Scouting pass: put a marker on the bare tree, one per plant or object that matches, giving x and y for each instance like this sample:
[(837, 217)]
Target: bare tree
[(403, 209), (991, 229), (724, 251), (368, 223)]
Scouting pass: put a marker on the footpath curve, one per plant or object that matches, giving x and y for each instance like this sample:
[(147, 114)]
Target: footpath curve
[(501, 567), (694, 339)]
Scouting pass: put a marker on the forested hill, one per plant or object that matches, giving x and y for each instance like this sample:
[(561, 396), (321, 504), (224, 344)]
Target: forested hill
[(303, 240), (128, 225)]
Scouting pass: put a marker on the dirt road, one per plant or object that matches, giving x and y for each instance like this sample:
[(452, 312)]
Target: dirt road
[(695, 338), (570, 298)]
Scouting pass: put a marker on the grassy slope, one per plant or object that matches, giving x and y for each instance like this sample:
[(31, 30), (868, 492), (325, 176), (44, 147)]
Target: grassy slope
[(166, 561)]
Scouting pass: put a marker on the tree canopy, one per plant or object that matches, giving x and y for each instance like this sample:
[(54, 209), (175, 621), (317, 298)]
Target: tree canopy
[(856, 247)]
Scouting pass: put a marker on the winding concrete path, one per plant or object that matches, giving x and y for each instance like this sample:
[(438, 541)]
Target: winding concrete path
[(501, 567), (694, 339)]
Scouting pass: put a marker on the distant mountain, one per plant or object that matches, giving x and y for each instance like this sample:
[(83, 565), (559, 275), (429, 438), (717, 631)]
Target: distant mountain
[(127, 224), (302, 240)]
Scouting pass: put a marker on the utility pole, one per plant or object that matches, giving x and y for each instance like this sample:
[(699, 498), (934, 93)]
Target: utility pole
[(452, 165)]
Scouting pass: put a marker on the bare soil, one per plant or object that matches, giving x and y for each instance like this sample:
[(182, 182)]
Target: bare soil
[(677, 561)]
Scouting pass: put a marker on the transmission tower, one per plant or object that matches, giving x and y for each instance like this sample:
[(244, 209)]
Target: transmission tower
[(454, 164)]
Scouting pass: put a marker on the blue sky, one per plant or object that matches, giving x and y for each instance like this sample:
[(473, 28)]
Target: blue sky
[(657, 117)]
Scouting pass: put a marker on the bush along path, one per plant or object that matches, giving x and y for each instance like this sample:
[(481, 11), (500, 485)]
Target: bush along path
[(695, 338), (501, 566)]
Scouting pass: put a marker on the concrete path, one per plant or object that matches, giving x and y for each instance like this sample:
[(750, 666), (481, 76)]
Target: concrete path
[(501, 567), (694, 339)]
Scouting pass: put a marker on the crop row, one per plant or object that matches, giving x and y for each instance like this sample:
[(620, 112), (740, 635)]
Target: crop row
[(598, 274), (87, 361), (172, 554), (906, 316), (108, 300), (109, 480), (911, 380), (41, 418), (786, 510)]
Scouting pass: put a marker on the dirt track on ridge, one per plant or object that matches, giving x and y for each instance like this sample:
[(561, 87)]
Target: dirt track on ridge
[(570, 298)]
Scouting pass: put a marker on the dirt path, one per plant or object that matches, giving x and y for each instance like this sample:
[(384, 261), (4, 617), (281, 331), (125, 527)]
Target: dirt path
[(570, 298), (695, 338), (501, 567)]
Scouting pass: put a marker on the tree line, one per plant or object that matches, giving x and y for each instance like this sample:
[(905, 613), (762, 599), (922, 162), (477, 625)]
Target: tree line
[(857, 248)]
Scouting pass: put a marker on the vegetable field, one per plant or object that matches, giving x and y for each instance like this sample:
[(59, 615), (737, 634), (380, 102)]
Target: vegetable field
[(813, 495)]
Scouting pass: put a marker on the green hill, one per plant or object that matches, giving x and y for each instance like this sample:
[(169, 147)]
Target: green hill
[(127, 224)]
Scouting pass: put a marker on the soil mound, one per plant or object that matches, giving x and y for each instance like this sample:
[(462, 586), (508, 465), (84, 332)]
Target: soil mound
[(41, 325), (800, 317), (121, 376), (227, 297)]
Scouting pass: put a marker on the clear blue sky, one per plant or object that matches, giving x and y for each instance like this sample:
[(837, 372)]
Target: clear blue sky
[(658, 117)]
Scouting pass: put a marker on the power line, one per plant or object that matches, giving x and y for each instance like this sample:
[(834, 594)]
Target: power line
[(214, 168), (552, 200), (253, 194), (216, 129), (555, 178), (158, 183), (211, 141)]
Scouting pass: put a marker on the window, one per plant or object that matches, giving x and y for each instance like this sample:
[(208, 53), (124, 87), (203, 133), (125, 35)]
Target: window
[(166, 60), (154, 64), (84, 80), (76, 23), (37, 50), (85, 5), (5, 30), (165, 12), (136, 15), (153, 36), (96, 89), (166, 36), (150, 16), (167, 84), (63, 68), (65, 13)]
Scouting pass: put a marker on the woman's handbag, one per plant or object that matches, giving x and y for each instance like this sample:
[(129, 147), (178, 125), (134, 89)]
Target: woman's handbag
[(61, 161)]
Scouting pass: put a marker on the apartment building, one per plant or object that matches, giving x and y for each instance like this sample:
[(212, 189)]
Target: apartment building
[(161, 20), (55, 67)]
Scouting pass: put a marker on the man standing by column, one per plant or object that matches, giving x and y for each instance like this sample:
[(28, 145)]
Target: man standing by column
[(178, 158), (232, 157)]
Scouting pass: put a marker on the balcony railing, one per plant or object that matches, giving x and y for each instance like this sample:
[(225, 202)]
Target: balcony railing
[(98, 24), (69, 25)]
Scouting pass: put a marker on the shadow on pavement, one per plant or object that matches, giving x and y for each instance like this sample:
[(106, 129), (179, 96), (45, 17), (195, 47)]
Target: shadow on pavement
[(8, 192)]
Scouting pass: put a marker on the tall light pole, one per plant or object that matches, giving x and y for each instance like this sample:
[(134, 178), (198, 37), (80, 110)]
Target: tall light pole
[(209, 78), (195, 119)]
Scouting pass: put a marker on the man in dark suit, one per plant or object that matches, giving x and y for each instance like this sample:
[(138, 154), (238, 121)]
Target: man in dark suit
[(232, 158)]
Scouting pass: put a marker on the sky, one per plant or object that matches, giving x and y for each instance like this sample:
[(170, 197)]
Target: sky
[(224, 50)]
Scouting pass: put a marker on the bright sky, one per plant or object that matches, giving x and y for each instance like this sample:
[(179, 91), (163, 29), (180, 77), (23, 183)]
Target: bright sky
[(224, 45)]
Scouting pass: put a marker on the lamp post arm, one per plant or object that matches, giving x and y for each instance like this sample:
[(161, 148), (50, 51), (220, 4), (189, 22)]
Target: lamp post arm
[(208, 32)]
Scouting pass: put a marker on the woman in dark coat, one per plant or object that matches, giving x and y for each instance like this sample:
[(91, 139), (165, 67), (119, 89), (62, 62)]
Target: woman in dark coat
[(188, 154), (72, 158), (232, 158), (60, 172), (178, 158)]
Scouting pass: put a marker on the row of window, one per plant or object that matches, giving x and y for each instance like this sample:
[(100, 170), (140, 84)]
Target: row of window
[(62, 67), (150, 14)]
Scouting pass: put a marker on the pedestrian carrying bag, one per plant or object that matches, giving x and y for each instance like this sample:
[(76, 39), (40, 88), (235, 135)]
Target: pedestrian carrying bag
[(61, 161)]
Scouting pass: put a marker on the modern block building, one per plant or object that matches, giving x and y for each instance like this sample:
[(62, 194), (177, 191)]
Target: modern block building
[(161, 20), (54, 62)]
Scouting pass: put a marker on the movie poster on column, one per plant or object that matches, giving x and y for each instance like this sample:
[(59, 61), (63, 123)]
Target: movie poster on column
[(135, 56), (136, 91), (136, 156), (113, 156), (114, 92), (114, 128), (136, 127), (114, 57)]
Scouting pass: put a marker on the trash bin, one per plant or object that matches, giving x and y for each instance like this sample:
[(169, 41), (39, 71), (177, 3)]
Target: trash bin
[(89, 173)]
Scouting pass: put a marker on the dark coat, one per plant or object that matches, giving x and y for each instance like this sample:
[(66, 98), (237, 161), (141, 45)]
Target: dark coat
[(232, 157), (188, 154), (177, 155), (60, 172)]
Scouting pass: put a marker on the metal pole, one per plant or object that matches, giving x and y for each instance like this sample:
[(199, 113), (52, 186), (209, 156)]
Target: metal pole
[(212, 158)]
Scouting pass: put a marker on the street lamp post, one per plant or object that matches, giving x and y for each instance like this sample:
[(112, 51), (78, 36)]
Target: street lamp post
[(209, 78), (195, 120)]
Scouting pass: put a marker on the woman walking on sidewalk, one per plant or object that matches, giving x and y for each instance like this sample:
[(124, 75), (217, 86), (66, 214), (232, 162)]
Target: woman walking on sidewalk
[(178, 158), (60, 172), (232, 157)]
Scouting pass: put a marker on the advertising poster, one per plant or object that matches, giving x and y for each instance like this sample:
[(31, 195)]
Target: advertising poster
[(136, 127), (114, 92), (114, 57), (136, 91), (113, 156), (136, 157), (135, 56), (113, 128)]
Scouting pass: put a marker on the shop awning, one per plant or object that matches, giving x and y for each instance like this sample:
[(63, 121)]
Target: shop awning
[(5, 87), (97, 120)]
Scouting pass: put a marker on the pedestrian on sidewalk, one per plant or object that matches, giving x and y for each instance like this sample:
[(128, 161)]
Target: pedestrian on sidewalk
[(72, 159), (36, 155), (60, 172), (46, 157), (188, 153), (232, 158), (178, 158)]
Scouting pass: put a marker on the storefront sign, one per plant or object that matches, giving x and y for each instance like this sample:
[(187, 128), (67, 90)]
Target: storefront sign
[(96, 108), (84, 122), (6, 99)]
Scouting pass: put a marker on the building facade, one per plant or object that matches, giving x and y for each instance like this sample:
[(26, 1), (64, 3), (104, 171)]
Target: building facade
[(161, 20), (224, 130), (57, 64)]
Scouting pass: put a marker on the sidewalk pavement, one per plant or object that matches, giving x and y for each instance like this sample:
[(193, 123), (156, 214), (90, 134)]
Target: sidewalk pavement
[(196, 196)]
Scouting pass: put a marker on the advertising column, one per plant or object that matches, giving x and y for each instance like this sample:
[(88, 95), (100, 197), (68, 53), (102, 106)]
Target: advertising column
----
## What the exercise asks
Repeat only the stretch of lines that opens with the line containing "Scouting pass: put a marker on the storefront" and closes with the final line of the entries, both included, exactly as written.

## The reply
Scouting pass: put a marker on the storefront sign, one per plant or object that matches, giving x and y for each instance like this sample:
[(187, 128), (67, 90)]
Target: storefront sign
[(96, 108), (84, 122), (6, 99)]
Scouting pass: put a marker on the building facade, one per plant or object that matches, giving x and y for each instance like this sample:
[(26, 1), (64, 3), (104, 171)]
Target: building facade
[(161, 20), (224, 130), (57, 64)]
Scouting pass: put a marker on the sidewalk pavement, one per plant or object that matches, giving x and y for each instance like this sample:
[(193, 123), (156, 214), (90, 134)]
Target: sidewalk pavement
[(196, 196)]
Scouting pass: put a marker on the advertising column, one per plant or object that matches, giving x and y for each instance like this sample:
[(88, 95), (100, 197), (68, 53), (102, 106)]
Target: advertising column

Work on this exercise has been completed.